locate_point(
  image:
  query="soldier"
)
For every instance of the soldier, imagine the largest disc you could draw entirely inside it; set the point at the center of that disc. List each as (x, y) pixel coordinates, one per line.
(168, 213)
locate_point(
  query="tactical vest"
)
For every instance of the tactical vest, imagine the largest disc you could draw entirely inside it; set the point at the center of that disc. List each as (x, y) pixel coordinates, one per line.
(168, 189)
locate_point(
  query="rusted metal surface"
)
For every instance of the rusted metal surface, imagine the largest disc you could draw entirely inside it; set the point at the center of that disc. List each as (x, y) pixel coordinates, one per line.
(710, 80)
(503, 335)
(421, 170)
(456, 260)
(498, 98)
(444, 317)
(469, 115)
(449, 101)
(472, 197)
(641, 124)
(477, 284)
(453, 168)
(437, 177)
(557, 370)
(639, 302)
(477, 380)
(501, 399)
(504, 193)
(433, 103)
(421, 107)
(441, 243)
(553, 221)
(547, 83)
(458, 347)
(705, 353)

=====

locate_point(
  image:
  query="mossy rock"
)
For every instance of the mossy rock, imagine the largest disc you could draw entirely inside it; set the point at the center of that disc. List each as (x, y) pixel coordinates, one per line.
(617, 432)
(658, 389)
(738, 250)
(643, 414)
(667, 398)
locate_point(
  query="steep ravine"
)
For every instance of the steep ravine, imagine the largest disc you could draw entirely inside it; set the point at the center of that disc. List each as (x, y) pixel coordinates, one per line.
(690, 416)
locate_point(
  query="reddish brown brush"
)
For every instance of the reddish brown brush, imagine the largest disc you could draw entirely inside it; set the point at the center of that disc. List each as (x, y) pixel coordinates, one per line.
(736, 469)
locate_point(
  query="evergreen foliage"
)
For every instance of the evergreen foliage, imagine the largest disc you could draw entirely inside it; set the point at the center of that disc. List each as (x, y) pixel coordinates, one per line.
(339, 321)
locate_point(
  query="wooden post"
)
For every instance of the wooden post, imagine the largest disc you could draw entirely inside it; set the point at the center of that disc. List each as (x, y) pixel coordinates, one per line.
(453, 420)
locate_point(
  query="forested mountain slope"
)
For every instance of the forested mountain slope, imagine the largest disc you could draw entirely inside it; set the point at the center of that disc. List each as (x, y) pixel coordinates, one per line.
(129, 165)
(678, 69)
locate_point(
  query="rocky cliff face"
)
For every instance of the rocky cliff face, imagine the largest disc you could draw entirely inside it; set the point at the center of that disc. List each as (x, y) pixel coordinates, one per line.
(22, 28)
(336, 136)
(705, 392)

=====

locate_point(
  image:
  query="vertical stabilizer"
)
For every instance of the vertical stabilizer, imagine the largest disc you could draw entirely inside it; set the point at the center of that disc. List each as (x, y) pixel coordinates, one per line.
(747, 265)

=====

▶ _Your task_:
Count the lines in the entries above that hold the string "query", and give that count without any other text.

▶ _Answer section_:
11